-------- Dataset entries --------

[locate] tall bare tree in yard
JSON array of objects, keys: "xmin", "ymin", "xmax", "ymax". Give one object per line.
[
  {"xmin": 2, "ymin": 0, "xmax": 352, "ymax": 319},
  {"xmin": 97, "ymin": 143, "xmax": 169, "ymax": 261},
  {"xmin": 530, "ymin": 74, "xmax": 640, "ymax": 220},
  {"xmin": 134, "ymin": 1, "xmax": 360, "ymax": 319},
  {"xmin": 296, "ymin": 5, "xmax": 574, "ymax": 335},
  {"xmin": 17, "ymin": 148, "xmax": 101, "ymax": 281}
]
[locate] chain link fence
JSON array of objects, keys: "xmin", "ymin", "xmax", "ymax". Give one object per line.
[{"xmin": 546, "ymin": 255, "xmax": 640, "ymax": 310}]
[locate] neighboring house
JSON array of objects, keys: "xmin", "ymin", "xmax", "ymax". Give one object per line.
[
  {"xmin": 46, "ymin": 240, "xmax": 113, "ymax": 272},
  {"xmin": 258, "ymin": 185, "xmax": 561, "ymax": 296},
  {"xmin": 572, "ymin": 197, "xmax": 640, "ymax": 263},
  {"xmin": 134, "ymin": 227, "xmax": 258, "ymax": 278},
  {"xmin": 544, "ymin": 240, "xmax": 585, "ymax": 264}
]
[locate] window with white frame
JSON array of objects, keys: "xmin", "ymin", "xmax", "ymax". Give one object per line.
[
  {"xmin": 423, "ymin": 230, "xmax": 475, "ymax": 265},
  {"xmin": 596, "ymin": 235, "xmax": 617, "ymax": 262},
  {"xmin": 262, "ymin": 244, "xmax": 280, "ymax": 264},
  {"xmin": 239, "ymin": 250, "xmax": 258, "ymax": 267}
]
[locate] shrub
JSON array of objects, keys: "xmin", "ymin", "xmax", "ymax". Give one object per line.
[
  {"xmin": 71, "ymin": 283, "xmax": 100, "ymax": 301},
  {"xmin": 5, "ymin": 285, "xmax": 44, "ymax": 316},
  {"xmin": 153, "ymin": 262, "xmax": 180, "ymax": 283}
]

--------

Objective:
Rewrite every entry above, changing each "locate" to "detect" and keeping everything else the same.

The result:
[detect] tall bare tree in yard
JSON array of objects, keys: "xmin", "ymin", "xmax", "ymax". Give one object per line.
[
  {"xmin": 2, "ymin": 0, "xmax": 352, "ymax": 319},
  {"xmin": 97, "ymin": 143, "xmax": 169, "ymax": 261},
  {"xmin": 530, "ymin": 74, "xmax": 640, "ymax": 220},
  {"xmin": 134, "ymin": 1, "xmax": 360, "ymax": 319},
  {"xmin": 296, "ymin": 5, "xmax": 574, "ymax": 335},
  {"xmin": 17, "ymin": 148, "xmax": 101, "ymax": 281}
]
[detect] chain link fence
JSON array of objects, keys: "xmin", "ymin", "xmax", "ymax". Give one object per line.
[{"xmin": 546, "ymin": 255, "xmax": 640, "ymax": 310}]
[detect] neighboring house
JSON array of objects, keys: "xmin", "ymin", "xmax", "ymax". Give one object per line.
[
  {"xmin": 46, "ymin": 240, "xmax": 113, "ymax": 272},
  {"xmin": 258, "ymin": 185, "xmax": 561, "ymax": 296},
  {"xmin": 572, "ymin": 197, "xmax": 640, "ymax": 263},
  {"xmin": 134, "ymin": 227, "xmax": 258, "ymax": 278},
  {"xmin": 544, "ymin": 240, "xmax": 585, "ymax": 264}
]
[detect] window with white frame
JSON array of objects, keys: "xmin", "ymin", "xmax", "ymax". Give one object per line.
[
  {"xmin": 423, "ymin": 230, "xmax": 475, "ymax": 265},
  {"xmin": 596, "ymin": 235, "xmax": 617, "ymax": 262},
  {"xmin": 262, "ymin": 244, "xmax": 280, "ymax": 264},
  {"xmin": 239, "ymin": 250, "xmax": 258, "ymax": 267}
]
[detect] shrub
JSON array of objects, keys: "xmin", "ymin", "xmax", "ymax". Give one object per line.
[
  {"xmin": 71, "ymin": 283, "xmax": 100, "ymax": 301},
  {"xmin": 5, "ymin": 285, "xmax": 44, "ymax": 316},
  {"xmin": 153, "ymin": 262, "xmax": 180, "ymax": 283}
]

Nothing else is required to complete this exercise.